JOB:
Please reproduce the part of the entries below that opens with the line containing "Could you point to the orange" and runs through the end of the entries, keeping the requests as they are but adding -62 to every x and y coordinate in the answers.

RECORDS TO USE:
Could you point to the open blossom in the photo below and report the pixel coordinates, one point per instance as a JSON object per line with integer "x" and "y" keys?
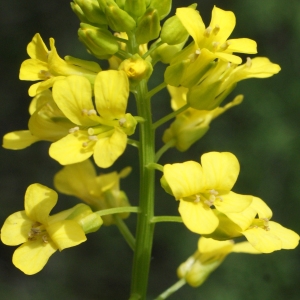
{"x": 200, "y": 187}
{"x": 215, "y": 37}
{"x": 192, "y": 124}
{"x": 100, "y": 192}
{"x": 101, "y": 132}
{"x": 47, "y": 66}
{"x": 255, "y": 224}
{"x": 209, "y": 255}
{"x": 40, "y": 234}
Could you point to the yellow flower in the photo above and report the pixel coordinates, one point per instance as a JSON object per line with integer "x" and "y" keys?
{"x": 201, "y": 187}
{"x": 214, "y": 37}
{"x": 222, "y": 78}
{"x": 40, "y": 234}
{"x": 191, "y": 125}
{"x": 208, "y": 257}
{"x": 103, "y": 135}
{"x": 100, "y": 192}
{"x": 47, "y": 123}
{"x": 254, "y": 223}
{"x": 47, "y": 66}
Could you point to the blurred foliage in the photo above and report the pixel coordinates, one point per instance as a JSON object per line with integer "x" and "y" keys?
{"x": 263, "y": 133}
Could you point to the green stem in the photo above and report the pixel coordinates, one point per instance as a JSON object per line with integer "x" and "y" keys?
{"x": 171, "y": 290}
{"x": 145, "y": 229}
{"x": 129, "y": 238}
{"x": 166, "y": 219}
{"x": 117, "y": 210}
{"x": 170, "y": 116}
{"x": 164, "y": 148}
{"x": 156, "y": 89}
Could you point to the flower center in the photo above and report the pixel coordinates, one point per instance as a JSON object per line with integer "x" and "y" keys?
{"x": 38, "y": 231}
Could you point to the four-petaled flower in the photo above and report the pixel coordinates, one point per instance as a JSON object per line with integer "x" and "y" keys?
{"x": 48, "y": 67}
{"x": 202, "y": 187}
{"x": 40, "y": 234}
{"x": 103, "y": 135}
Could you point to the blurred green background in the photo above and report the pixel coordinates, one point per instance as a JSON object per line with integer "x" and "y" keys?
{"x": 263, "y": 133}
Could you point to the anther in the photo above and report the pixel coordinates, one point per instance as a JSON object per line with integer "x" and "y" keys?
{"x": 92, "y": 112}
{"x": 215, "y": 45}
{"x": 249, "y": 62}
{"x": 216, "y": 29}
{"x": 122, "y": 121}
{"x": 74, "y": 129}
{"x": 207, "y": 31}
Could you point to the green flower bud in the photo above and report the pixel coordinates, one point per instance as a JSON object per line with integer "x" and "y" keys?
{"x": 173, "y": 32}
{"x": 175, "y": 72}
{"x": 92, "y": 11}
{"x": 136, "y": 69}
{"x": 148, "y": 27}
{"x": 135, "y": 8}
{"x": 128, "y": 124}
{"x": 78, "y": 12}
{"x": 117, "y": 19}
{"x": 99, "y": 41}
{"x": 163, "y": 7}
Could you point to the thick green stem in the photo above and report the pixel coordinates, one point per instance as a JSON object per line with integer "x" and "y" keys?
{"x": 145, "y": 228}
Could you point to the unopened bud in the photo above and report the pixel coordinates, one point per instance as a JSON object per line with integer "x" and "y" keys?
{"x": 148, "y": 27}
{"x": 99, "y": 41}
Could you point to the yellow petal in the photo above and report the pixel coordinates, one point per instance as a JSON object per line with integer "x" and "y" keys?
{"x": 185, "y": 179}
{"x": 197, "y": 217}
{"x": 220, "y": 170}
{"x": 19, "y": 140}
{"x": 37, "y": 48}
{"x": 107, "y": 150}
{"x": 192, "y": 21}
{"x": 77, "y": 180}
{"x": 32, "y": 256}
{"x": 111, "y": 93}
{"x": 15, "y": 229}
{"x": 73, "y": 95}
{"x": 70, "y": 150}
{"x": 66, "y": 234}
{"x": 39, "y": 201}
{"x": 289, "y": 238}
{"x": 244, "y": 247}
{"x": 31, "y": 68}
{"x": 223, "y": 19}
{"x": 242, "y": 45}
{"x": 233, "y": 203}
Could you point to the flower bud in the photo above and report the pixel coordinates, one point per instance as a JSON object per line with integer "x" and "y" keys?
{"x": 92, "y": 11}
{"x": 148, "y": 27}
{"x": 173, "y": 32}
{"x": 136, "y": 69}
{"x": 135, "y": 8}
{"x": 99, "y": 41}
{"x": 117, "y": 19}
{"x": 163, "y": 7}
{"x": 175, "y": 72}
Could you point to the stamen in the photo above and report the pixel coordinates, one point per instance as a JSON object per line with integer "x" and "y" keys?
{"x": 207, "y": 31}
{"x": 91, "y": 112}
{"x": 224, "y": 46}
{"x": 74, "y": 129}
{"x": 122, "y": 121}
{"x": 249, "y": 62}
{"x": 216, "y": 30}
{"x": 215, "y": 45}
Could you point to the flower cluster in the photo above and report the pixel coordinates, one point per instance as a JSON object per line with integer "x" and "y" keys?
{"x": 81, "y": 109}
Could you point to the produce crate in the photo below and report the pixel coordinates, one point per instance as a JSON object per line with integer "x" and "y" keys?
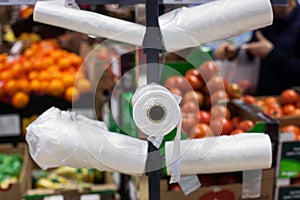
{"x": 10, "y": 122}
{"x": 105, "y": 191}
{"x": 16, "y": 191}
{"x": 228, "y": 192}
{"x": 291, "y": 192}
{"x": 283, "y": 120}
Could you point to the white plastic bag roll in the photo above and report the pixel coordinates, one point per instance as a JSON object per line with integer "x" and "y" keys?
{"x": 181, "y": 28}
{"x": 191, "y": 27}
{"x": 61, "y": 138}
{"x": 54, "y": 12}
{"x": 149, "y": 97}
{"x": 240, "y": 152}
{"x": 156, "y": 113}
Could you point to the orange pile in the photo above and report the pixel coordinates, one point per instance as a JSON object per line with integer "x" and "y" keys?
{"x": 44, "y": 68}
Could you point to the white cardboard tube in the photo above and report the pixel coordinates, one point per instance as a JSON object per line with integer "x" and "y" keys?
{"x": 240, "y": 152}
{"x": 60, "y": 138}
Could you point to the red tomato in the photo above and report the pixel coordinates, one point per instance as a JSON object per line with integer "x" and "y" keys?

REPLY:
Could you point to the orange pile in the photo above and report the pixel coordinates, one point per instance as a JSON object per line with integer "x" and "y" keys?
{"x": -18, "y": 6}
Could you point to the white cardboard tube in the photo above and report the pixel coordinates, one point per instance as a JSON object per line with integer "x" and "y" keys?
{"x": 178, "y": 90}
{"x": -2, "y": 76}
Could you point to the red tomato in the photo above and report the pixel coordinates, one point per instance as a JSON object per line with integer "x" and "y" keys?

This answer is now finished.